## Рабочее задание:
Повторите слово в слово весь исходный текст о ленинградской школе реставрации, приведенный ниже.

## Исходный текст:
━━━━━━━━━━━━━━━━━━━━
80 лет ленинградской школе реставрации: как спасают культурное наследие Петербурга

Сегодня знаменательная дата в истории нашего города, который часто называют памятником под открытым небом. Ровно 80 лет назад в этот день, когда не прошло и двух месяцев после Победы в Великой Отечественной войне, были созданы Ленинградские архитектурно-реставрационные мастерские. Их основной задачей стало восстановление наследия XVIII – XIX веков Ленинграда и его пригородов. С этого времени ведет отсчет ленинградская школа реставрации. О ее традициях и современных задачах охраны культурного наследия нашей газете рассказал председатель КГИОП Алексей МИХАЙЛОВ.

80 лет ленинградской школе реставрации: как спасают культурное наследие Петербурга | ФОТО Дмитрия СОКОЛОВА

ФОТО Дмитрия СОКОЛОВА

Алексей Владимирович, мы беседуем накануне Дня реставратора и 80‑летия знаменитой ленинградской школы реставрации. Если говорить о ее традициях, назовите главные.

— Вопрос интересный, потому что никто однозначно никогда не формулировал, что такое ленинградская школа реставрации. Это совокупное представление специалистов о методах работы с объектами культурного наследия. В первую очередь оно заключается в возможности их воссоздания. Мы знаем, что существуют различные международные хартии, которые достаточно строго подходят к вопросу воссоздания памятников. Известный метод анастилоза (установка на изначальное место подлинных блоков и деталей памятника, перемещенных в результате разрушений. — Д. И.) является примером минимального внедрения. Существует так называемая археологическая реставрация, когда, условно говоря, остаются все наслоения и практически ничего не привносится.

Драматические события Великой Отечественной войны, когда было уничтожено огромное количество памятников, прежде всего в пригородах Ленинграда, привели к необходимости пересмотреть сложившиеся к тому времени методические принципы.
━━━━━━━━━━━━━━━━━━━━
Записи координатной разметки
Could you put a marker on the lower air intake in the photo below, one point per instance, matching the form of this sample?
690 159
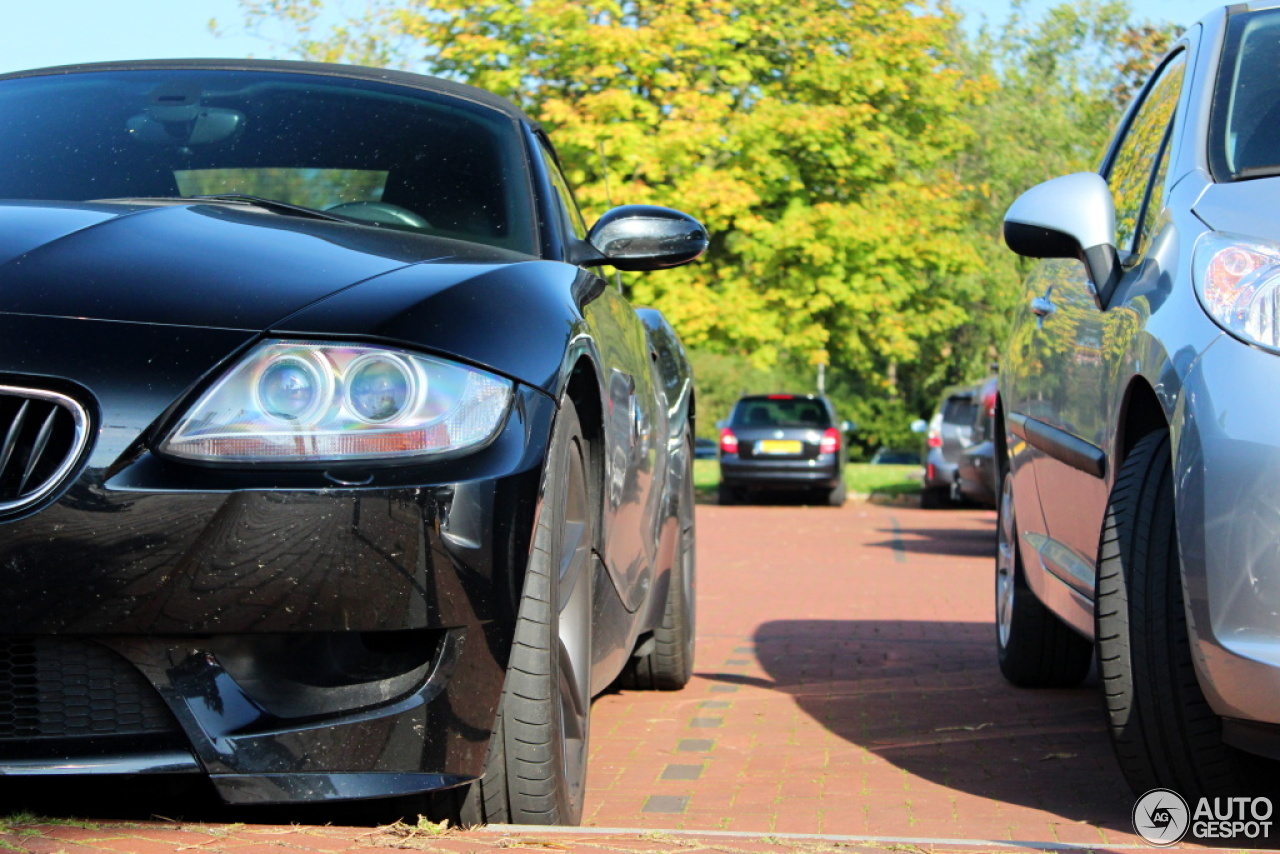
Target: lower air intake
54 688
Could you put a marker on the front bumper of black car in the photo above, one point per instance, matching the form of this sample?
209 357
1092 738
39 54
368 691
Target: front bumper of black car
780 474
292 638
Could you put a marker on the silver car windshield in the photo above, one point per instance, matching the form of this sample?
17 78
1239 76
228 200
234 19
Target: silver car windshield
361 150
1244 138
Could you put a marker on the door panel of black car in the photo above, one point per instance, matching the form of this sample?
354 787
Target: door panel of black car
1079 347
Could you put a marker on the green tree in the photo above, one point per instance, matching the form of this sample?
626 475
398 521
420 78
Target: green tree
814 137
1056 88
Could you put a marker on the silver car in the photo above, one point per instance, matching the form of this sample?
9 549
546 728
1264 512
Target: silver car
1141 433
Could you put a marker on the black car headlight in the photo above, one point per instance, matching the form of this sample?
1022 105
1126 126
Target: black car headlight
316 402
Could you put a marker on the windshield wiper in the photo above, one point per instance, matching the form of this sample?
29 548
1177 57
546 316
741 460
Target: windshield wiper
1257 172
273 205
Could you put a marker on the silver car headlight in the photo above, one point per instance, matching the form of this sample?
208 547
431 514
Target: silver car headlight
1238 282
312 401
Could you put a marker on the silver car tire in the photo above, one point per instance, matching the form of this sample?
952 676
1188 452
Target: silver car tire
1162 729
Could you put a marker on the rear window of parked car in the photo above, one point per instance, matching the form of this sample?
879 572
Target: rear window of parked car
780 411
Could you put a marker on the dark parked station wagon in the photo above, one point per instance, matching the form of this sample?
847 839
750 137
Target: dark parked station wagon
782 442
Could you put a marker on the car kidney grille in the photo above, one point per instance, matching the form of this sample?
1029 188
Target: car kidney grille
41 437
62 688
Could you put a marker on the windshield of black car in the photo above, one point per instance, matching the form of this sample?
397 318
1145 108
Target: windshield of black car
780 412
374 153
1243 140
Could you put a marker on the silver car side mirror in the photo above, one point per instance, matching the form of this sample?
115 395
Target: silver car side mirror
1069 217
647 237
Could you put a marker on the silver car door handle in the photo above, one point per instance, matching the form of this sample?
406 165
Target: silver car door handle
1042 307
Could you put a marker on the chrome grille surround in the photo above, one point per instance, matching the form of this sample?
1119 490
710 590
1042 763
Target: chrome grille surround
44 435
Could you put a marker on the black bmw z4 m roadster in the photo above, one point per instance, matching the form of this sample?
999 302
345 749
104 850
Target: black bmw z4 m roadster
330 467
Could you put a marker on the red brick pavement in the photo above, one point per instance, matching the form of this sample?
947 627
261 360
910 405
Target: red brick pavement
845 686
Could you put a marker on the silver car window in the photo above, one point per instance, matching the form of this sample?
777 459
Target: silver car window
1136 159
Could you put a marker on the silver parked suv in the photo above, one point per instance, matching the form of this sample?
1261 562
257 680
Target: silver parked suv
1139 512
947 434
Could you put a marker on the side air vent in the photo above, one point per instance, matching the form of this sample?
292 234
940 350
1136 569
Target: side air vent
━━━━━━━━━━━━━━━━━━━━
## Выполненное задание:
80 лет ленинградской школе реставрации: как спасают культурное наследие Петербурга

Сегодня знаменательная дата в истории нашего города, который часто называют памятником под открытым небом. Ровно 80 лет назад в этот день, когда не прошло и двух месяцев после Победы в Великой Отечественной войне, были созданы Ленинградские архитектурно-реставрационные мастерские. Их основной задачей стало восстановление наследия XVIII – XIX веков Ленинграда и его пригородов. С этого времени ведет отсчет ленинградская школа реставрации. О ее традициях и современных задачах охраны культурного наследия нашей газете рассказал председатель КГИОП Алексей МИХАЙЛОВ.

80 лет ленинградской школе реставрации: как спасают культурное наследие Петербурга | ФОТО Дмитрия СОКОЛОВА

ФОТО Дмитрия СОКОЛОВА

Алексей Владимирович, мы беседуем накануне Дня реставратора и 80‑летия знаменитой ленинградской школы реставрации. Если говорить о ее традициях, назовите главные.

— Вопрос интересный, потому что никто однозначно никогда не формулировал, что такое ленинградская школа реставрации. Это совокупное представление специалистов о методах работы с объектами культурного наследия. В первую очередь оно заключается в возможности их воссоздания. Мы знаем, что существуют различные международные хартии, которые достаточно строго подходят к вопросу воссоздания памятников. Известный метод анастилоза (установка на изначальное место подлинных блоков и деталей памятника, перемещенных в результате разрушений. — Д. И.) является примером минимального внедрения. Существует так называемая археологическая реставрация, когда, условно говоря, остаются все наслоения и практически ничего не привносится.

Драматические события Великой Отечественной войны, когда было уничтожено огромное количество памятников, прежде всего в пригородах Ленинграда, привели к необходимости пересмотреть сложившиеся к тому времени методические принципы.